▸ **PROBLEM DESCRIPTION**:
The data below must be returned in full and exactly.

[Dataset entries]

>>>>>

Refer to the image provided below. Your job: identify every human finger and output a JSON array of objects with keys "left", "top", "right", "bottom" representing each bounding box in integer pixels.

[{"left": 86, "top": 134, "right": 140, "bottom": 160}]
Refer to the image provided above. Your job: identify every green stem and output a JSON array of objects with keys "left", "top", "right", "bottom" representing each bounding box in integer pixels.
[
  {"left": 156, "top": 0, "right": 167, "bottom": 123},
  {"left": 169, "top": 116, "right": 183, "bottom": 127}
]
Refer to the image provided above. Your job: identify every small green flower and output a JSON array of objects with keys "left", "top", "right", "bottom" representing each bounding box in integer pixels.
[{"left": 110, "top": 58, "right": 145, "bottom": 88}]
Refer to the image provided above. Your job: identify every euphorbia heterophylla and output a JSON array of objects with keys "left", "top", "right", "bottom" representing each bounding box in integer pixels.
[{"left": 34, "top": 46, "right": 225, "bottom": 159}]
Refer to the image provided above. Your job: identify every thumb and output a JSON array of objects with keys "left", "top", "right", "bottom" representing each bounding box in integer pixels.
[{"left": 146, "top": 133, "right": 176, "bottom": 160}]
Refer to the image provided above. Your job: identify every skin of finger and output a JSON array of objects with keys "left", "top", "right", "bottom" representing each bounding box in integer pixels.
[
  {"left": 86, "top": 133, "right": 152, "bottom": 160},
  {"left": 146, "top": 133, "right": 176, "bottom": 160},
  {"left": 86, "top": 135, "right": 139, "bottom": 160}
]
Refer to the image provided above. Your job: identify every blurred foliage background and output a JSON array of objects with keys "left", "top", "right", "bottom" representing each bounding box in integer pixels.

<<<<<

▸ **RESULT OF THIS TASK**:
Refer to the image provided below. Your job: identify every human finger and output a JSON array of objects with keys "left", "top", "right", "bottom" representing each bounding box in integer pixels.

[{"left": 86, "top": 134, "right": 140, "bottom": 160}]
Refer to the image provided above. Your job: identify every green stem and output a JSON array of objects with keys "left", "top", "right", "bottom" representing each bounding box in integer pixels.
[
  {"left": 156, "top": 0, "right": 167, "bottom": 123},
  {"left": 169, "top": 116, "right": 183, "bottom": 127}
]
Refer to the image provided above. Your job: identify every small green flower and output a JSON array of objects with keys "left", "top", "right", "bottom" representing each bounding box in integer pixels.
[{"left": 110, "top": 58, "right": 145, "bottom": 88}]
Refer to the image provided above. Your job: identify every euphorbia heterophylla and output a JSON array of objects with keys "left", "top", "right", "bottom" representing each bounding box in integer pixels.
[{"left": 34, "top": 46, "right": 225, "bottom": 159}]
Refer to the image provided above. Your job: identify every thumb and output a JSON array of objects with keys "left", "top", "right", "bottom" representing each bounding box in integer pixels.
[{"left": 146, "top": 133, "right": 176, "bottom": 160}]
Refer to the image provided above. Your job: identify every skin of finger and output a JSON array of objects with keys "left", "top", "right", "bottom" representing each bounding box in integer pixels.
[
  {"left": 86, "top": 133, "right": 152, "bottom": 160},
  {"left": 146, "top": 133, "right": 176, "bottom": 160},
  {"left": 86, "top": 135, "right": 139, "bottom": 160}
]
Refer to the image provided above. Your job: identify every blurred foliage background and output a JSON array of objects with keys "left", "top", "right", "bottom" representing each bounding box in integer pixels.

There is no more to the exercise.